A new blog focusing on alternative careers in science has spurred debate in the Careers Advice by NatureJobs forum about the value of airing concerns and complaints about current work situations. Ian Brooks says that leaving the traditional academic path is not easy, but one should, “direct your anger and mal-contentment towards building the future and career you want.”
In response to a commentary in Nature on the World Health Organization’s (WHO) program of stockpiling influenza vaccines in preparation for a potential flu pandemic, Brendan Maher asks, “Can a pre-pandemic vaccine curb a major catastrophe?” Steven Salzburg, the author of a related Commentary responds that, “What our governments can and should do is launch a crash program to create vaccines using non-egg based methods. This could allow us to get a new vaccine – if a pandemic strain appears – into production in a matter of weeks.”
Deanne Taylor’s post about a talk given by Richard Hamming of Bell Labs spurred a conversation of what it means to be a great scientist, as well as obstacles which can stand in the way. Mark Tummers says that many scientists are afraid to voice their opinion for fear of being remembered for an objectionable or incorrect comment. “A bad impression will last longer than a good one. So why stick your neck out by asking a question that is potentially ‘stupid’ or a remark that might offend someone who can decided over your future.”

-.-.-

▶ What the task requires:
Resume the roundup of Nature forum discussions above, picking up right after its final sentence.

-.-.-

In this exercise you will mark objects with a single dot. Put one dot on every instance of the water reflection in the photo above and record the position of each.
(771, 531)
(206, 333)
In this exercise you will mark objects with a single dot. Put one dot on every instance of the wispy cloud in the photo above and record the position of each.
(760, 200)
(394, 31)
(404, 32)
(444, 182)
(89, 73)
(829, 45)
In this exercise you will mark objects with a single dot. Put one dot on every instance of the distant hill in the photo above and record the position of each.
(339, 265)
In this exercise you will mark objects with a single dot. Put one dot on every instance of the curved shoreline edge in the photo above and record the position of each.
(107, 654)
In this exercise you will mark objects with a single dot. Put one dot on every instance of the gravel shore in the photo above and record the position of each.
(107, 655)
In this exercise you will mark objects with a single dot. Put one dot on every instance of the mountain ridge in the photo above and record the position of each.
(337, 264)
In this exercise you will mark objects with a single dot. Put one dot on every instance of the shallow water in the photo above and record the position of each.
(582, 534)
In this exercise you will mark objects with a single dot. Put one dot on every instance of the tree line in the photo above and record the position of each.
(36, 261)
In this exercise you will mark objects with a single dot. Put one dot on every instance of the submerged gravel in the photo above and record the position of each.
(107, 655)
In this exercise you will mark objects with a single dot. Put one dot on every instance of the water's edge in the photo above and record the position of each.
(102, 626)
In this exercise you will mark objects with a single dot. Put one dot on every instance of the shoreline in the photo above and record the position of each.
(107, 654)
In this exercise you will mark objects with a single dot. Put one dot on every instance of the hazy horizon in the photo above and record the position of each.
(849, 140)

-.-.-

▶ Answer for the task:
In a blog post, Corie Lok, the Editor of Nature Network Boston, asks whether science blogs are fulfilling their promise of fostering constructive debate about science, or are they being used for empty banter and rants without the threat of personal retribution? “So what do people feel is the right level of bantering/joking/silliness/criticism/insults/nastiness in the science blogo/commentosphere? Is there even a ‘right’ level?” A conversation about the various discussion threads on Nature Network and beyond follows.
A forum post in the PhD Students group asks whether there are differences between PhDs obtained in the United States as opposed to other countries in world. The conversation reveals that while the time to completion of a PhD varies wildly among countries in Europe and the States, sometimes a PhD is just a PhD. Eva Amsen notes that, “Once you have the PhD, it doesn’t seem to matter – people with those really short three-year UK PhDs seem to get North-American post-doc positions without any problem.”